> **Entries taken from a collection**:
_____

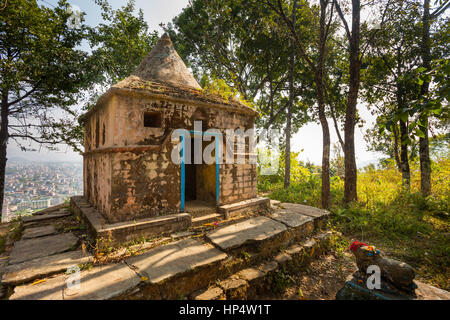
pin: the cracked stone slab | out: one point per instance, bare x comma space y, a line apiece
46, 217
45, 266
38, 232
251, 230
99, 283
103, 283
291, 219
305, 210
175, 258
30, 249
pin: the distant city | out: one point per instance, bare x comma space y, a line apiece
32, 186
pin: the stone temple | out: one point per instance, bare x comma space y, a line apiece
129, 174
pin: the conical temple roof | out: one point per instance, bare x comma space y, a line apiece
164, 64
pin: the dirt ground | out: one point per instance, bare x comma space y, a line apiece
323, 278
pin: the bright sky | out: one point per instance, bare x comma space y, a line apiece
309, 137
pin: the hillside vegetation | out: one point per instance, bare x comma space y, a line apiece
403, 224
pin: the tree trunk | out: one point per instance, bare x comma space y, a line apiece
424, 147
3, 144
350, 191
326, 195
287, 158
404, 162
396, 156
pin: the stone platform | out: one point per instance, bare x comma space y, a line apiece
196, 264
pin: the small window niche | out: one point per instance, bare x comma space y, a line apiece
152, 120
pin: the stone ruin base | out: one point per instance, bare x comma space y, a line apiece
124, 232
355, 288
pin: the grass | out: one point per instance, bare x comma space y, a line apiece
402, 223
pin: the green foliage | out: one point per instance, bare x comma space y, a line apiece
221, 88
121, 43
281, 280
404, 224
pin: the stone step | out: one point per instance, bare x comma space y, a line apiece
37, 232
52, 209
250, 282
198, 208
256, 204
100, 283
180, 268
30, 249
210, 218
42, 267
46, 218
176, 268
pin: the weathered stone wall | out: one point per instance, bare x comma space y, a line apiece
128, 169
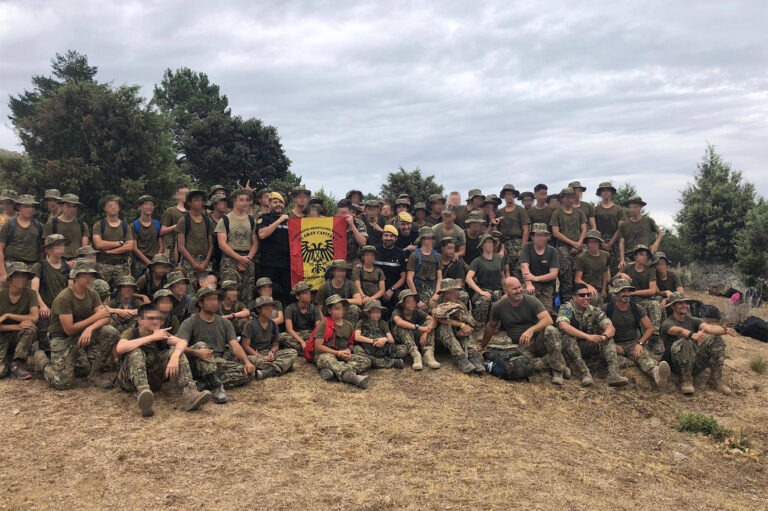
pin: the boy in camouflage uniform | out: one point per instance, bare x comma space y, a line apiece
148, 355
374, 340
694, 346
585, 332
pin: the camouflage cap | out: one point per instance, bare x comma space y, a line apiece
16, 268
594, 234
621, 284
605, 185
402, 295
474, 192
56, 239
206, 291
509, 188
576, 185
263, 281
635, 199
300, 287
52, 194
71, 198
449, 285
100, 286
26, 200
373, 304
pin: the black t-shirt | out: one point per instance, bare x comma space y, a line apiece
392, 263
274, 250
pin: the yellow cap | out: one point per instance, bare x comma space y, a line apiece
391, 229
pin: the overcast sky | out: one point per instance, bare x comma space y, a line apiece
477, 93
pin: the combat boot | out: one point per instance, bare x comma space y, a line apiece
266, 373
417, 366
660, 375
476, 360
429, 357
194, 400
463, 363
146, 402
716, 381
354, 379
686, 384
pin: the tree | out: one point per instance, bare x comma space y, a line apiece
714, 209
751, 243
412, 183
91, 138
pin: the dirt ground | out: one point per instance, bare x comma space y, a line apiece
427, 440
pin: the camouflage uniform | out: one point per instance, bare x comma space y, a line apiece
69, 360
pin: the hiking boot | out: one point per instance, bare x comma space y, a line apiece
661, 375
417, 366
463, 363
266, 373
476, 359
429, 357
19, 372
146, 402
686, 384
194, 400
354, 379
716, 381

_____

> **TASK DIRECTIONS**:
Scale the material from the line with "pin: the camouflage uniform" up to and including the last line of the material, and output only those lines. Reproduce every one of them. Multiply each coordinate in the answers by 0.3 and round to whole numbers, with halves rounded up.

> **REPLY**:
pin: the camouflage uniform | out: one point per instance, bare x comma space y, a line apiece
21, 108
pin: the hiking boot | out: one point per instance, bare x comma space y, a line apiece
198, 113
125, 110
139, 109
80, 112
143, 108
129, 107
6, 112
44, 121
206, 115
58, 120
106, 114
215, 114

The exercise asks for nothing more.